### Problem description:
Below are records; copy every line among them that contains the word "pixel".

(Information Opens)

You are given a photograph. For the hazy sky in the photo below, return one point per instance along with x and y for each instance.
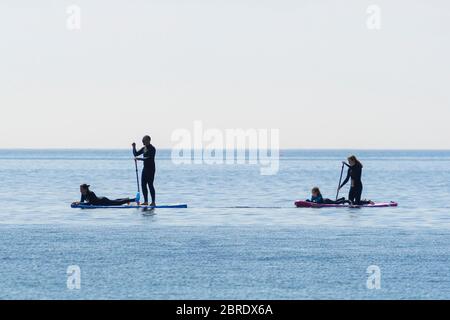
(311, 69)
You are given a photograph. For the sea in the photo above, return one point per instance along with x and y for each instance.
(241, 236)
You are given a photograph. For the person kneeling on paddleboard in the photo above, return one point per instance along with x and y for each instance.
(148, 153)
(87, 196)
(354, 173)
(316, 197)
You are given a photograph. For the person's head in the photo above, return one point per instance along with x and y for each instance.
(352, 160)
(315, 192)
(146, 140)
(84, 188)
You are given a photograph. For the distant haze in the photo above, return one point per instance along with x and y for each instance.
(312, 69)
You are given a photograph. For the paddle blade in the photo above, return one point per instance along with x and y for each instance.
(138, 197)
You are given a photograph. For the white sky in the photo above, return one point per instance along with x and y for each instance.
(309, 68)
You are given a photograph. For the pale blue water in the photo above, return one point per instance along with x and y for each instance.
(214, 251)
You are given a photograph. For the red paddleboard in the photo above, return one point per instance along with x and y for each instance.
(306, 204)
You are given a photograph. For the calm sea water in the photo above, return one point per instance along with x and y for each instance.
(213, 250)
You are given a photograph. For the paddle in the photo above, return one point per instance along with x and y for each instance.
(340, 180)
(138, 195)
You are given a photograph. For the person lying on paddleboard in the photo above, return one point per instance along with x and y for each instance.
(148, 153)
(316, 197)
(87, 196)
(354, 174)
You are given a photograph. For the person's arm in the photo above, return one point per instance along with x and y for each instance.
(137, 153)
(346, 179)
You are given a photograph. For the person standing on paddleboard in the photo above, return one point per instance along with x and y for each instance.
(148, 153)
(354, 174)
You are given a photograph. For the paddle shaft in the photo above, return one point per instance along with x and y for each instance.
(340, 180)
(137, 176)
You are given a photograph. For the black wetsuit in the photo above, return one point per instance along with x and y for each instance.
(148, 173)
(91, 198)
(354, 173)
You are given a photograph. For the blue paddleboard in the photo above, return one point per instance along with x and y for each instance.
(88, 206)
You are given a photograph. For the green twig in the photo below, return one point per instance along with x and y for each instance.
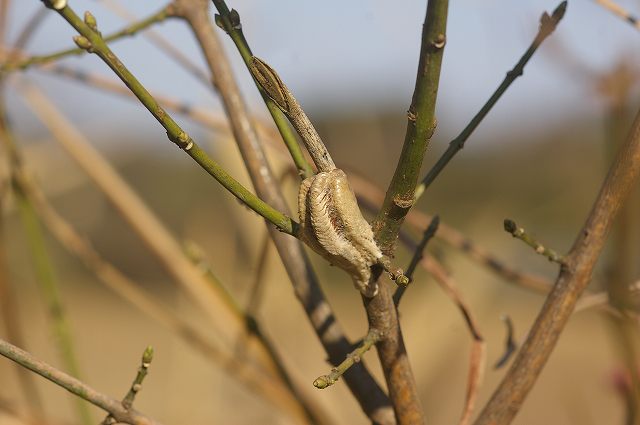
(51, 293)
(91, 40)
(44, 268)
(518, 232)
(381, 310)
(252, 327)
(510, 345)
(547, 25)
(325, 381)
(136, 385)
(420, 128)
(165, 13)
(229, 21)
(418, 253)
(74, 386)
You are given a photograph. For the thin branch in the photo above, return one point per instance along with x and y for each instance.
(305, 283)
(547, 25)
(230, 22)
(163, 44)
(91, 40)
(370, 196)
(510, 345)
(136, 385)
(252, 331)
(381, 311)
(271, 84)
(165, 13)
(43, 265)
(512, 228)
(601, 299)
(144, 222)
(12, 324)
(352, 358)
(74, 386)
(29, 29)
(255, 380)
(573, 279)
(203, 116)
(477, 355)
(618, 10)
(418, 254)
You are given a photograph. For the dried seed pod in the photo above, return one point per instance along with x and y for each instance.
(333, 226)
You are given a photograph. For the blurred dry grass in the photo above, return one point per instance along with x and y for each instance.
(546, 181)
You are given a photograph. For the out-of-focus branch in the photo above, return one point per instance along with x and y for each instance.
(42, 263)
(142, 220)
(618, 10)
(370, 196)
(245, 372)
(91, 40)
(165, 13)
(74, 386)
(574, 276)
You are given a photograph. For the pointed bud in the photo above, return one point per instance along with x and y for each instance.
(82, 42)
(90, 20)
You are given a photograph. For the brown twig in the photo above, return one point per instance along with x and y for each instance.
(12, 324)
(74, 386)
(477, 355)
(142, 220)
(510, 345)
(601, 299)
(418, 254)
(519, 233)
(573, 279)
(255, 380)
(618, 10)
(370, 396)
(370, 196)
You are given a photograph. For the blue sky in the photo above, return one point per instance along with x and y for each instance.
(362, 55)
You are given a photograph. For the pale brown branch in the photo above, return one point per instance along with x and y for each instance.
(74, 386)
(371, 196)
(306, 286)
(144, 222)
(162, 43)
(255, 380)
(573, 279)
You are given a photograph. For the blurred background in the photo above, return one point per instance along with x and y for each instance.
(539, 158)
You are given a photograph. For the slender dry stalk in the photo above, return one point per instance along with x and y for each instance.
(144, 222)
(618, 10)
(371, 196)
(371, 398)
(573, 279)
(74, 386)
(254, 379)
(601, 299)
(12, 324)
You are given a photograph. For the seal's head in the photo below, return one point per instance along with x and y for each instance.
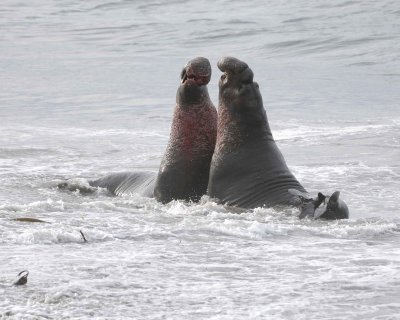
(237, 91)
(195, 76)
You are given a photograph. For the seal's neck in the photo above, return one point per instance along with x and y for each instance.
(194, 129)
(238, 128)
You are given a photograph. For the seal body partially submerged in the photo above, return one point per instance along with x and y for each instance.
(247, 168)
(184, 169)
(185, 166)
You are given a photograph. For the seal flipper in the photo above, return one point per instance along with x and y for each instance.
(307, 203)
(335, 209)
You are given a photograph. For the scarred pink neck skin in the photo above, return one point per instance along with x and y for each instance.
(194, 130)
(185, 166)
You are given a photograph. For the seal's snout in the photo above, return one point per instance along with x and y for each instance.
(196, 72)
(232, 65)
(239, 69)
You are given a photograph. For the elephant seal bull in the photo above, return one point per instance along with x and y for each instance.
(247, 168)
(184, 169)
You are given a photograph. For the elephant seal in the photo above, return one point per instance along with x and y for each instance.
(185, 167)
(322, 207)
(247, 168)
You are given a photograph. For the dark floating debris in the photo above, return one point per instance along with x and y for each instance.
(23, 278)
(29, 220)
(83, 236)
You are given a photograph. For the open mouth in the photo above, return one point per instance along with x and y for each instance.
(194, 79)
(196, 72)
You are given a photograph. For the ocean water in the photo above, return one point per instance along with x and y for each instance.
(88, 88)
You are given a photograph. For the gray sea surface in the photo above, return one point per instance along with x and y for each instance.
(88, 88)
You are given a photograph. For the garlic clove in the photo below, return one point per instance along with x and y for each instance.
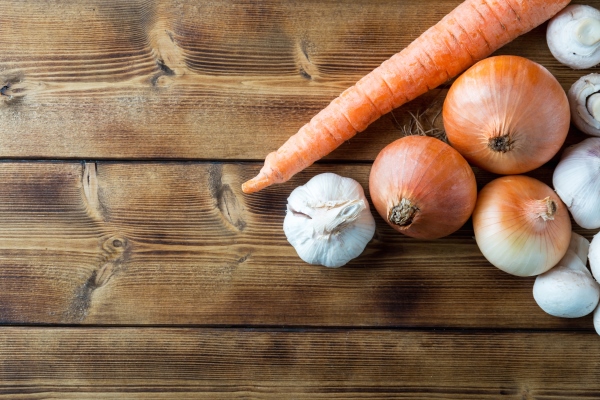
(577, 182)
(573, 36)
(584, 102)
(568, 290)
(328, 220)
(580, 246)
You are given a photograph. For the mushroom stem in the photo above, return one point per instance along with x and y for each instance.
(593, 106)
(587, 31)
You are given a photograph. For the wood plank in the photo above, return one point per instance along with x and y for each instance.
(230, 363)
(178, 243)
(228, 80)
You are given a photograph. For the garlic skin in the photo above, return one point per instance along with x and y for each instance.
(576, 180)
(584, 102)
(328, 220)
(568, 290)
(573, 36)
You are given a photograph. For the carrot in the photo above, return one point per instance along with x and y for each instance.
(469, 33)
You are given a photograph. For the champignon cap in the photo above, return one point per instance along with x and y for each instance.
(573, 36)
(568, 290)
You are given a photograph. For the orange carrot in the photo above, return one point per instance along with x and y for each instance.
(469, 33)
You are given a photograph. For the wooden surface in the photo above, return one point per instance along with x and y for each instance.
(132, 265)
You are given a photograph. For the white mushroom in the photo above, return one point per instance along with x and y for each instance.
(596, 320)
(580, 246)
(568, 290)
(594, 256)
(584, 101)
(328, 220)
(573, 36)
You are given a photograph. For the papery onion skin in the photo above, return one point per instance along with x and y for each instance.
(507, 115)
(576, 180)
(422, 187)
(521, 226)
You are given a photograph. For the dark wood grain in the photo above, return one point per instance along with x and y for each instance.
(342, 364)
(133, 267)
(226, 80)
(178, 243)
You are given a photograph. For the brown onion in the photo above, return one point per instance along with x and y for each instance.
(521, 225)
(422, 187)
(506, 114)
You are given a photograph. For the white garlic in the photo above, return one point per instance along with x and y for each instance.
(573, 36)
(328, 220)
(584, 102)
(568, 290)
(576, 180)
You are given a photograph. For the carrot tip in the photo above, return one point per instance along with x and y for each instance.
(257, 183)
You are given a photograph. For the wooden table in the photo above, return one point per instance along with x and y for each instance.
(132, 265)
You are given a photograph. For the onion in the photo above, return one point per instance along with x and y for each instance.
(422, 187)
(521, 226)
(506, 114)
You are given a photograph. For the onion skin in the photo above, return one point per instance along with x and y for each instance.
(507, 115)
(422, 187)
(521, 226)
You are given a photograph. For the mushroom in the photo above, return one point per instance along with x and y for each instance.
(568, 290)
(573, 36)
(584, 100)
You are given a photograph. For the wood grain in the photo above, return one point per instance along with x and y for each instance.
(218, 80)
(342, 364)
(178, 243)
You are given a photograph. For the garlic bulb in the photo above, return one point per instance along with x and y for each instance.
(568, 290)
(584, 101)
(573, 36)
(328, 220)
(576, 180)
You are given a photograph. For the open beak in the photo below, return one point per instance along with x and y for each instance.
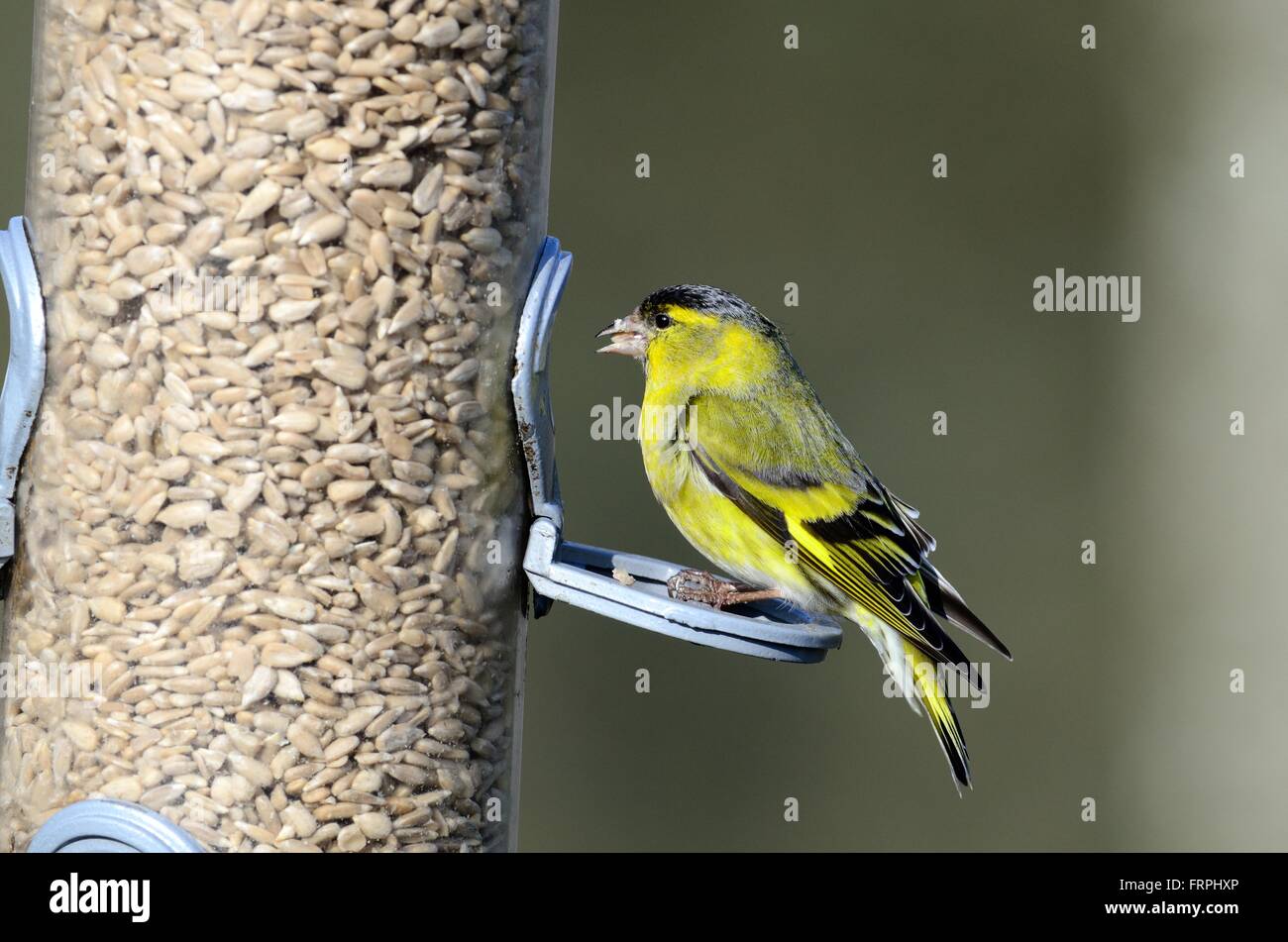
(629, 338)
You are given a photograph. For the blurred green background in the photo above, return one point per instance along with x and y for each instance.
(812, 166)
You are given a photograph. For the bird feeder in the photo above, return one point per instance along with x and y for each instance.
(267, 511)
(268, 497)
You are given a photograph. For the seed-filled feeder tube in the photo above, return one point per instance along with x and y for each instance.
(270, 517)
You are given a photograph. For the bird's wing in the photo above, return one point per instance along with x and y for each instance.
(794, 473)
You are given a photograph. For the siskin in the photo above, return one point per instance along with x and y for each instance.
(756, 475)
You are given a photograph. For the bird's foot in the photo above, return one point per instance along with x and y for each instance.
(696, 585)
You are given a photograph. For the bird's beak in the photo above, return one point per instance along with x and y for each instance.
(629, 336)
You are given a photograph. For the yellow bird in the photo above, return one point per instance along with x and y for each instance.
(756, 475)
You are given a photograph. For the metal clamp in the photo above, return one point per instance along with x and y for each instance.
(25, 376)
(103, 825)
(622, 585)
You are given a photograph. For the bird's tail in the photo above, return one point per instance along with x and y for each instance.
(921, 682)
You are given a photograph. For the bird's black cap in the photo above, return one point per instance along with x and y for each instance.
(708, 300)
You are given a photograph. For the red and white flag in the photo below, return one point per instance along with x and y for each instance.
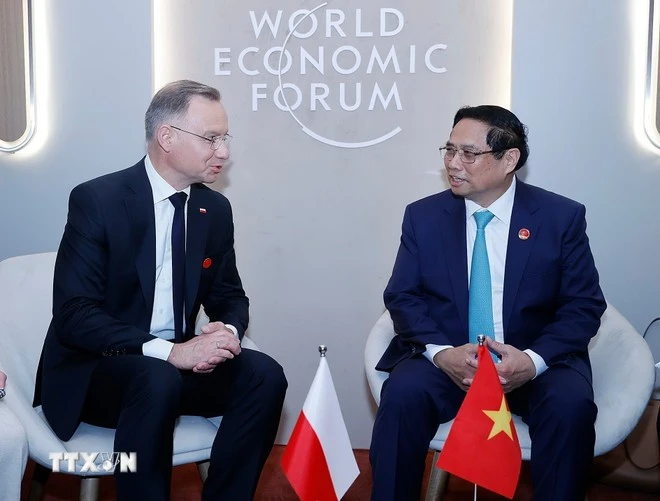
(319, 460)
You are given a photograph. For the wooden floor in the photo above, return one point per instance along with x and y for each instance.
(186, 485)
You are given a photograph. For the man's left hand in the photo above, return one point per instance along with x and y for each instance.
(211, 363)
(515, 368)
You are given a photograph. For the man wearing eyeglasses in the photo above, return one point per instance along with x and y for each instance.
(142, 250)
(527, 249)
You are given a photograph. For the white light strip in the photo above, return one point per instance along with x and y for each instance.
(41, 79)
(646, 74)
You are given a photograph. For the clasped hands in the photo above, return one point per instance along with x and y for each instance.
(203, 353)
(460, 364)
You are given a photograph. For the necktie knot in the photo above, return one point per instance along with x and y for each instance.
(483, 218)
(178, 200)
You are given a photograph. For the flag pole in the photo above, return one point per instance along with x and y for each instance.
(481, 339)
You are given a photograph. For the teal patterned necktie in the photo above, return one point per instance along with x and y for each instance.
(480, 309)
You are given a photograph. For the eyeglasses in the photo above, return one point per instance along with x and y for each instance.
(466, 156)
(215, 141)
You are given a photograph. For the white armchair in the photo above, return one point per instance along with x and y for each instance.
(623, 377)
(26, 284)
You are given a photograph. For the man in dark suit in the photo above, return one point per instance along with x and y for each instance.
(142, 249)
(543, 302)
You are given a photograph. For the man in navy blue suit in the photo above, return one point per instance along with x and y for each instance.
(121, 350)
(546, 305)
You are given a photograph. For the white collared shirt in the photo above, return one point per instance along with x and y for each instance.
(497, 240)
(162, 316)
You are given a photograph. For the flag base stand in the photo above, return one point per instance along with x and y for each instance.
(438, 481)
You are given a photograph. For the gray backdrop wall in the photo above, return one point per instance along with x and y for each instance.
(574, 87)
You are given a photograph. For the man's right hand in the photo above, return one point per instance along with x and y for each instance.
(205, 351)
(455, 362)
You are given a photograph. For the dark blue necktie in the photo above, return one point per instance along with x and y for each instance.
(480, 314)
(178, 200)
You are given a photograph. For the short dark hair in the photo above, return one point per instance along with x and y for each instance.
(172, 101)
(506, 130)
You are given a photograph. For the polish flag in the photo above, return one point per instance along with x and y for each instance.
(319, 460)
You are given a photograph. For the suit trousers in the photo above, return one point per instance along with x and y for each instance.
(142, 397)
(417, 397)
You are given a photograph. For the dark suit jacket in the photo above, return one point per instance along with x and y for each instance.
(552, 300)
(104, 282)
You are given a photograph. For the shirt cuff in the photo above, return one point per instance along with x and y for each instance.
(539, 363)
(157, 348)
(433, 349)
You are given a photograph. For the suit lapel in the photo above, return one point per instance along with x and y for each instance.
(197, 231)
(452, 229)
(523, 216)
(139, 206)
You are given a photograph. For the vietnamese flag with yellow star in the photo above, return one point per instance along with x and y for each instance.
(482, 446)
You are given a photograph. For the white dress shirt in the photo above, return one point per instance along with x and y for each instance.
(162, 316)
(497, 239)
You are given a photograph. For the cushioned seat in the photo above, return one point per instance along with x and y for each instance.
(623, 377)
(26, 284)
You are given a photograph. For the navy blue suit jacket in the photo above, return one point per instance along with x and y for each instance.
(105, 276)
(552, 300)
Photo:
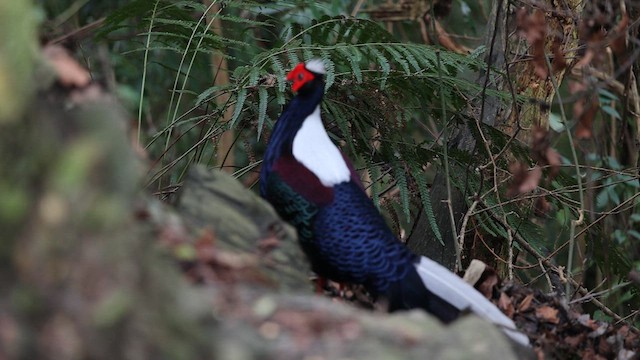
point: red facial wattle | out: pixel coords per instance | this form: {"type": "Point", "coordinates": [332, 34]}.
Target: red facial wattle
{"type": "Point", "coordinates": [299, 76]}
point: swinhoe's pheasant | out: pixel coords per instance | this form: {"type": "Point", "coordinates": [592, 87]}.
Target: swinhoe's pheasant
{"type": "Point", "coordinates": [313, 186]}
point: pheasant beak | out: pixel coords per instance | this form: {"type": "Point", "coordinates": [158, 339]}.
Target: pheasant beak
{"type": "Point", "coordinates": [299, 76]}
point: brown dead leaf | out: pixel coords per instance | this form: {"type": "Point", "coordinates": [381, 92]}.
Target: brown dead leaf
{"type": "Point", "coordinates": [506, 305]}
{"type": "Point", "coordinates": [559, 62]}
{"type": "Point", "coordinates": [574, 341]}
{"type": "Point", "coordinates": [68, 71]}
{"type": "Point", "coordinates": [474, 272]}
{"type": "Point", "coordinates": [619, 41]}
{"type": "Point", "coordinates": [547, 314]}
{"type": "Point", "coordinates": [205, 246]}
{"type": "Point", "coordinates": [268, 244]}
{"type": "Point", "coordinates": [525, 304]}
{"type": "Point", "coordinates": [584, 129]}
{"type": "Point", "coordinates": [488, 282]}
{"type": "Point", "coordinates": [554, 160]}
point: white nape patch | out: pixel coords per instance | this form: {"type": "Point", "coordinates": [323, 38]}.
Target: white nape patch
{"type": "Point", "coordinates": [315, 150]}
{"type": "Point", "coordinates": [315, 65]}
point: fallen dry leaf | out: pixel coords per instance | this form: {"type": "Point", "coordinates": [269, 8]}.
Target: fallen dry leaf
{"type": "Point", "coordinates": [506, 305]}
{"type": "Point", "coordinates": [525, 303]}
{"type": "Point", "coordinates": [548, 314]}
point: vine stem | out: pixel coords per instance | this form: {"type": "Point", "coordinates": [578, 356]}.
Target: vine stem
{"type": "Point", "coordinates": [445, 140]}
{"type": "Point", "coordinates": [580, 220]}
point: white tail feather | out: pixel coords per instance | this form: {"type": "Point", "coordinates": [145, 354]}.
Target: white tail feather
{"type": "Point", "coordinates": [450, 287]}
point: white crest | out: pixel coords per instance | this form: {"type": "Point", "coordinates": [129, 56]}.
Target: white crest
{"type": "Point", "coordinates": [315, 150]}
{"type": "Point", "coordinates": [315, 65]}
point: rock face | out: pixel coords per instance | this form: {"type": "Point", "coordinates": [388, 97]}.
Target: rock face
{"type": "Point", "coordinates": [244, 224]}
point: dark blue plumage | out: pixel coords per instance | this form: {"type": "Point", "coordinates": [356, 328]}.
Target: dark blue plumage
{"type": "Point", "coordinates": [313, 186]}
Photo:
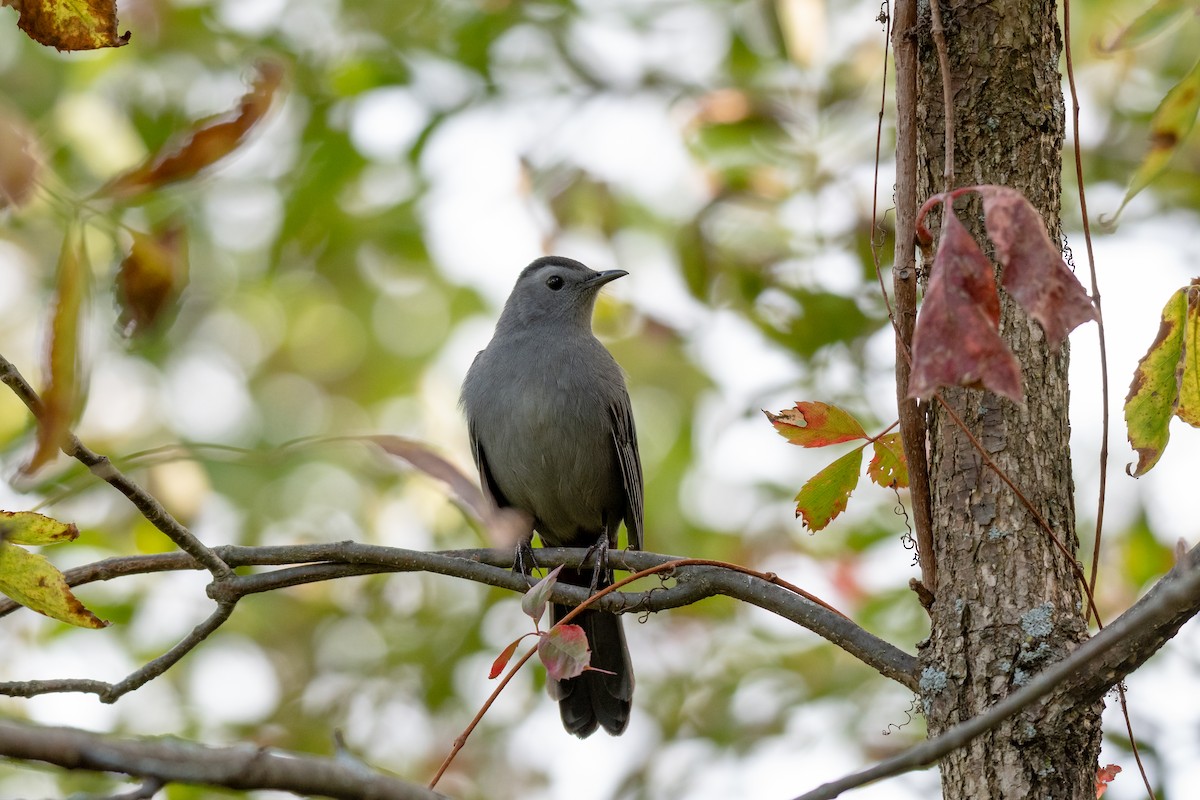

(Information Closes)

### Response to this task:
point: red facial wattle | out: pixel coords per instance | this form: {"type": "Point", "coordinates": [332, 34]}.
point: swinhoe's pheasant | out: pixel coords per instance | this form: {"type": "Point", "coordinates": [592, 87]}.
point: pheasant beak | out: pixel coords per instance | this form: {"type": "Point", "coordinates": [158, 339]}.
point: brown dead leaf | out: pixel coords per instance | this form: {"type": "Point", "coordinates": [381, 92]}.
point: white nape patch | out: pixel coords per instance | this form: {"type": "Point", "coordinates": [323, 38]}.
point: fallen dry leaf | out: pixel coords per instance | this form: {"type": "Point", "coordinates": [269, 8]}.
point: vine stem | out: pixel coords per instance | this form: {"type": "Point", "coordinates": [578, 356]}.
point: white tail feather | out: pixel coords per instance | this form: {"type": "Point", "coordinates": [145, 354]}.
point: white crest | out: pixel coords per instance | this form: {"type": "Point", "coordinates": [129, 56]}.
point: rock face | out: pixel coords per instance | this form: {"type": "Point", "coordinates": [388, 97]}.
point: dark blue plumage | out: pixel coords per instance | this form: {"type": "Point", "coordinates": [356, 328]}.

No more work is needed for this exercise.